*WHAT THE TASK ASKS*
Once the line containing "the white interior" is found in the entries below, reproduce it and every line after it, stopping at and including the line containing "the wood countertop"; reproduce nothing else, and keep each line exact.

*MATERIAL FOR THE TASK*
Segment Open

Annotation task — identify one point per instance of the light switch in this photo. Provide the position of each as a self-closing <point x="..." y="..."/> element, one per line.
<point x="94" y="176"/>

Segment Closed
Segment Open

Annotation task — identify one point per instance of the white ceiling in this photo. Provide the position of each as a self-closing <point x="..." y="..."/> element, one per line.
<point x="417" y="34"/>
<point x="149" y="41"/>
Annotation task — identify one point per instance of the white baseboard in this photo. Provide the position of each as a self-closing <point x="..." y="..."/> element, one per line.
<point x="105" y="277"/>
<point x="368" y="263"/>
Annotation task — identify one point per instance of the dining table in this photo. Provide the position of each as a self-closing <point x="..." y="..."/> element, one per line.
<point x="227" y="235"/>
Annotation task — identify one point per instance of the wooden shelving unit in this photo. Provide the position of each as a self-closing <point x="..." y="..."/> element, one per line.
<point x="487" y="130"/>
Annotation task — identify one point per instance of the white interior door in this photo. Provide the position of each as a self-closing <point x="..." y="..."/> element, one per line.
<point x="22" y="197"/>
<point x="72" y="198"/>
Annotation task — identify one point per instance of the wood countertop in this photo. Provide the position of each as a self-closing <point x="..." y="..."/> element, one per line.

Segment Closed

*SOLUTION TO THIS TASK*
Annotation task — identify one point per instance of the white interior door in this photo. Provide the position of each as a self-closing <point x="..." y="..."/> element, one per line.
<point x="22" y="197"/>
<point x="72" y="198"/>
Annotation task — identify one point per instance of the wood countertop in this photo. Provide the position of each as a self-closing <point x="..." y="..."/> element, one per line.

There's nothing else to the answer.